Stored items:

= = = = =

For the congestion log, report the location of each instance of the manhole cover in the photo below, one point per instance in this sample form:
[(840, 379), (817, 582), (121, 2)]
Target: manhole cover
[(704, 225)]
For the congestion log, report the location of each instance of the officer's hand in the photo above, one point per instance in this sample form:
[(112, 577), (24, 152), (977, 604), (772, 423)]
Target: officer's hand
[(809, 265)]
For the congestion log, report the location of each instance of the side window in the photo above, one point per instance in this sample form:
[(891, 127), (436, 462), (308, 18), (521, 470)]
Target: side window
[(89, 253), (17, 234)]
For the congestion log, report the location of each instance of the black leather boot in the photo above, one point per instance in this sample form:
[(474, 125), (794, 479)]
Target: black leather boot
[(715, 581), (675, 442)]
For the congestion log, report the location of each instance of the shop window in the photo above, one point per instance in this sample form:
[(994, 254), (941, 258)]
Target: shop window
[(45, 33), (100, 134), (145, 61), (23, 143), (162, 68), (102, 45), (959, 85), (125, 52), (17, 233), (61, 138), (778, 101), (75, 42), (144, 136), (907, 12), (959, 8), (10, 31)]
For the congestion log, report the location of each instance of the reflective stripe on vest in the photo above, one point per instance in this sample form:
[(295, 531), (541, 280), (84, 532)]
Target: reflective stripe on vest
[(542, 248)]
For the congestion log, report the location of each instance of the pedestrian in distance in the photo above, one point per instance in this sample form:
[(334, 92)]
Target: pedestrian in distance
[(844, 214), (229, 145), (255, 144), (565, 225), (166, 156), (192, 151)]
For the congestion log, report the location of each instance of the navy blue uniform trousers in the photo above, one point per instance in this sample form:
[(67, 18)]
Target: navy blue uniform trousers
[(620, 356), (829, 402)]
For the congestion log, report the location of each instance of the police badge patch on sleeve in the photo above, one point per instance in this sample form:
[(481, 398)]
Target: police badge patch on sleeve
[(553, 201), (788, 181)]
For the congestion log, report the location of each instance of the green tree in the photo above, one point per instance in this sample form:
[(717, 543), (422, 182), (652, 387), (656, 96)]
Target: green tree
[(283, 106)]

= = = = =

» Exercise task
Transcribe, without any change, the lines of the listing above from the line containing "of the reflective" through the final line of the listing, inclusive.

» Result
For the congestion log, report the location of each instance of the reflective stripe on vest in the photo above, one point per instance in this sample form:
[(295, 531), (541, 280), (84, 532)]
Target: reflective stripe on vest
[(542, 248)]
For the congestion log, report the location of each instance of the pedestrian in distance in the photo above, one point per instance in this sample form:
[(334, 92)]
Target: pedestrian in distance
[(844, 214), (229, 145), (255, 144), (565, 225), (166, 156), (192, 151)]
For the congestion log, report the location of each instance of the navy blue uniform trousers in the photo above, one point per instance in this sample form:
[(67, 18)]
Target: navy blue uniform trousers
[(620, 356), (829, 402)]
For the congestion log, report the location of each instance of the police badge patch on sleeve in the photo above, one point per instance in this sample form:
[(481, 398)]
Target: police badge patch on sleeve
[(553, 201), (788, 181)]
For the congestion log, report the location of each instance of the green tree in the photo above, one point per instance in this sample form:
[(717, 543), (422, 182), (652, 387), (656, 96)]
Target: green tree
[(283, 106)]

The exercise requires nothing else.